What to produce: Return, word for word, the passage of the IPFS file-hash thread that begins with the words "You can see the" and ends after "to download them.".

Text excerpt:
File hash is different from original

Hello everyone,

im new to IPFS and testing it to potentially implement it into a blockchain dapp, for now there is something that is quite unclear to me:

when i add a file then retrieve it later through https://ipfs.infura.io/ipfs/QmdZTvj9…, if i download the file and hash it in a sha256 tool, the sha256 hash of the downloaded file is different than the one of the initial file, so the file is modified when uploaded? is there a way to retrieve the exact initial file with same hash?

Thank you in advance.

The “Hash” returned by IPFS is not a hash, but a CID.

You can see the original sha256 hash using this tool https://cid.ipfs.io/

BUT, the files are chunked (by default in 256k blocks) and also, by default, wrapped in a wrapper thing called a UnixFS node. You can see how your file was chunked-wrapped at https://explore.ipld.io/

For things <1MB you can increase the chunking size when you add (so that you get a single chunk), and you can enable --raw-leaves, so that the resulting single chunk is not wrapped. In that case, you will get a CID which embeds a sha256 hash, which corresponds to that returned by the sha256 tool.

1MB is a network contraint. Peers refuse to transfer things bigger than that (it may be 2MB, I can’t remember), so you can use bigger chunks but peers will not be able to download them.

Thanks a lot for your detailled answer, its interesting but actually my concern is not the hash that IPFS return but when i download the file itself, how come the sha256 hash of the downloaded file is different than original? it mean the file was modified in the process?

ah, ok, I understand now. Well, I don’t know why it’s different. It should not be.

Can you check the differences or diff between the two somehow?

Thanks a lot for your help, here my test:

import IPFS from "ipfs-mini"; 
import { sha256 } from "js-sha256";
var buffer = require("buffer");

const ipsf = new IPFS({
  host: "ipfs.infura.io",
  port: 5001,
  protocol: "https"

Information:
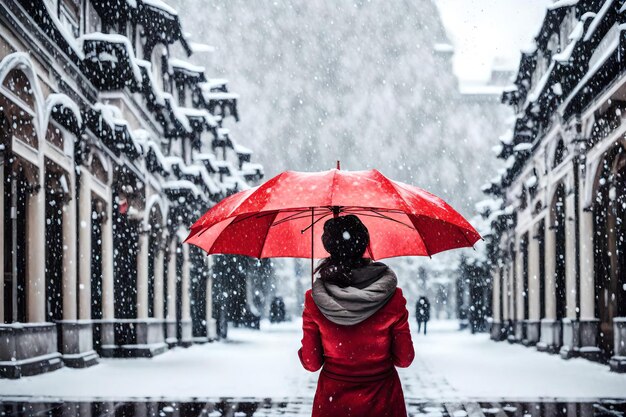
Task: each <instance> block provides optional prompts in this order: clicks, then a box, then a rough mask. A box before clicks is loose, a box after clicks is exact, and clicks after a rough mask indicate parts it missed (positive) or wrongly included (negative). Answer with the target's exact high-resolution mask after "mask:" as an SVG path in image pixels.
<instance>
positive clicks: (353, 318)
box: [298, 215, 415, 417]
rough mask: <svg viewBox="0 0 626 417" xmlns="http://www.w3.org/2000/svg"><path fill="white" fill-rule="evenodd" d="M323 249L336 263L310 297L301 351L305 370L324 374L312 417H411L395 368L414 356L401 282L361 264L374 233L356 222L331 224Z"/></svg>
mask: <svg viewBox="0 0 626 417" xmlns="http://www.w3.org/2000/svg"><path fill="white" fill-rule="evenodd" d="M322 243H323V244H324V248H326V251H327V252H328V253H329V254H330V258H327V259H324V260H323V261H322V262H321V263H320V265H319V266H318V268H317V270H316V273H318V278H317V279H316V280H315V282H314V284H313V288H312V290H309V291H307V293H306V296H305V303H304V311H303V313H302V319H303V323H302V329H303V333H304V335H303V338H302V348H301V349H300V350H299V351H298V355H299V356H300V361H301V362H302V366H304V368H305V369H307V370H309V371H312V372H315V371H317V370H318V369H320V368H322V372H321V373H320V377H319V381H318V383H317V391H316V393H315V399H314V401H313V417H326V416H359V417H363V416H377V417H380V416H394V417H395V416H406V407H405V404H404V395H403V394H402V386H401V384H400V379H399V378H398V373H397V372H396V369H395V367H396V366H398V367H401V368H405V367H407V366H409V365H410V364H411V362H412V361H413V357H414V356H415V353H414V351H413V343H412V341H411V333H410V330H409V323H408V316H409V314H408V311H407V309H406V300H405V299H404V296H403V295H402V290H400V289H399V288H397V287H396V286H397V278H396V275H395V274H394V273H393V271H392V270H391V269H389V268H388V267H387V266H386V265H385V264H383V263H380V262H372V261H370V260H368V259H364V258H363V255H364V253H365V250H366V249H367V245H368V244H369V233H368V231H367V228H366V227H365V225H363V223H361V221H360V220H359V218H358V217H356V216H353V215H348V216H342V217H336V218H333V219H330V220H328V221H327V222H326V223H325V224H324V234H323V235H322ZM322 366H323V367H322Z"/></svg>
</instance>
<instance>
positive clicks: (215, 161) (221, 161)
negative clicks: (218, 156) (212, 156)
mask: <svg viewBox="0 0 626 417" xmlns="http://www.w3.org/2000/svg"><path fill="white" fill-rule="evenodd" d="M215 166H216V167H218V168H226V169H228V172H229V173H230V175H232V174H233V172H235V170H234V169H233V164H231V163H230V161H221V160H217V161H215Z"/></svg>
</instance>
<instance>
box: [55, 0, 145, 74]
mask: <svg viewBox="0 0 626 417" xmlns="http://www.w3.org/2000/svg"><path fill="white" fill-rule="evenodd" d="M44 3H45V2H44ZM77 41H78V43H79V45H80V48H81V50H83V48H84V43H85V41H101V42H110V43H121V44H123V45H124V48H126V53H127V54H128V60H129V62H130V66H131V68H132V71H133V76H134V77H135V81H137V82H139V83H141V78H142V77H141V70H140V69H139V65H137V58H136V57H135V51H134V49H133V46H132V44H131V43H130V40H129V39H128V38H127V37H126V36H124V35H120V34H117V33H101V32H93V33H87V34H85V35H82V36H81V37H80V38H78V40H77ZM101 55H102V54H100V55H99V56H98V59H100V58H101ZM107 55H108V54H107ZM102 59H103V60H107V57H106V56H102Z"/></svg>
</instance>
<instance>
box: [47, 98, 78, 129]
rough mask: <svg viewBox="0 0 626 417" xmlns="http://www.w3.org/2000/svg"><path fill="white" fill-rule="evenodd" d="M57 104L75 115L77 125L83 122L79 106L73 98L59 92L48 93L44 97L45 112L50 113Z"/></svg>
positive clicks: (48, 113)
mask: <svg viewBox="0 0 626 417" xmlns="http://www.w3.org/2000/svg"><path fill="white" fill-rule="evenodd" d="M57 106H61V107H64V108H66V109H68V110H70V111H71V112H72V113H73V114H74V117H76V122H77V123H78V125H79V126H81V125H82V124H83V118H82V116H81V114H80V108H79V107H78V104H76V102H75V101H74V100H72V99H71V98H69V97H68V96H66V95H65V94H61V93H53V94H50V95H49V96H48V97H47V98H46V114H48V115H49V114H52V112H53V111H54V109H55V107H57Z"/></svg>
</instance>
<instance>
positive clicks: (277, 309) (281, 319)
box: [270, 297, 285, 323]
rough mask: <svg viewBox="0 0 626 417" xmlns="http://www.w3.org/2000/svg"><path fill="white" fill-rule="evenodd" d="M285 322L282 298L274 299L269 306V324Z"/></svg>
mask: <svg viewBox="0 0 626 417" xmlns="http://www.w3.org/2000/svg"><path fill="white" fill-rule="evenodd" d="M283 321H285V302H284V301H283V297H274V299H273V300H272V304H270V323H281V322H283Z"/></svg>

--

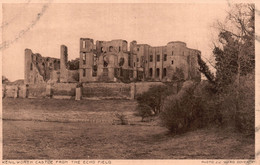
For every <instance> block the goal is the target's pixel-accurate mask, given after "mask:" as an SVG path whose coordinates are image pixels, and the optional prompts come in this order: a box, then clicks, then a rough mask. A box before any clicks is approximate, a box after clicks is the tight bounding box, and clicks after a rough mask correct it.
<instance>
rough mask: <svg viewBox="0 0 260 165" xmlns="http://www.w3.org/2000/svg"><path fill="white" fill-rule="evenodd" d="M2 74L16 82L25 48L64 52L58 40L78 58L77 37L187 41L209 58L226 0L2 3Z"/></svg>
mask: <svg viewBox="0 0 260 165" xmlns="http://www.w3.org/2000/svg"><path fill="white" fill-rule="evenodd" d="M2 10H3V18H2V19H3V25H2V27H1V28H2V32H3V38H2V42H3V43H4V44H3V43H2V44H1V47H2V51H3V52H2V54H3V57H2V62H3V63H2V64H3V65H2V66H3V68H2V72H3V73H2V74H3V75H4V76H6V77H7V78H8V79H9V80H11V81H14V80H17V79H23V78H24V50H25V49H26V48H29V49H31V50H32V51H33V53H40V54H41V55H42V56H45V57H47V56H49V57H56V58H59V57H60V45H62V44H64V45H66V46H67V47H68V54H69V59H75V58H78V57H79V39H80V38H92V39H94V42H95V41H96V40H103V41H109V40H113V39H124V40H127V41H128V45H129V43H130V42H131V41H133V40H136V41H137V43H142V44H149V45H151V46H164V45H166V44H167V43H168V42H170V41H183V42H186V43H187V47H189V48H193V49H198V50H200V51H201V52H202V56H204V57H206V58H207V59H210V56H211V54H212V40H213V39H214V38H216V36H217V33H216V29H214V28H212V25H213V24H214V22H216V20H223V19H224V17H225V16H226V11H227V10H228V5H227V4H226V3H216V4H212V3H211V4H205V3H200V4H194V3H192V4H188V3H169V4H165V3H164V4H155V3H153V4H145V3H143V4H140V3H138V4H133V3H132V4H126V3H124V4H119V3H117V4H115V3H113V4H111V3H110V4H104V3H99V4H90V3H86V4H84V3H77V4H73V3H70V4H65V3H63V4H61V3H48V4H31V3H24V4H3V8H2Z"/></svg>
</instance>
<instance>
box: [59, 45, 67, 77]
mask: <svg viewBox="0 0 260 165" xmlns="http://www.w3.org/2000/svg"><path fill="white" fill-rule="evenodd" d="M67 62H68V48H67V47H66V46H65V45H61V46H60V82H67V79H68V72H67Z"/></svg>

Response to this task:
You can see the original sha256 hash using this tool https://cid.ipfs.io/

BUT, the files are chunked (by default in 256k blocks) and also, by default, wrapped in a wrapper thing called a UnixFS node. You can see how your file was chunked-wrapped at https://explore.ipld.io/

For things <1MB you can increase the chunking size when you add (so that you get a single chunk), and you can enable --raw-leaves, so that the resulting single chunk is not wrapped. In that case, you will get a CID which embeds a sha256 hash, which corresponds to that returned by the sha256 tool.

1MB is a network contraint. Peers refuse to transfer things bigger than that (it may be 2MB, I can’t remember), so you can use bigger chunks but peers will not be able to download them.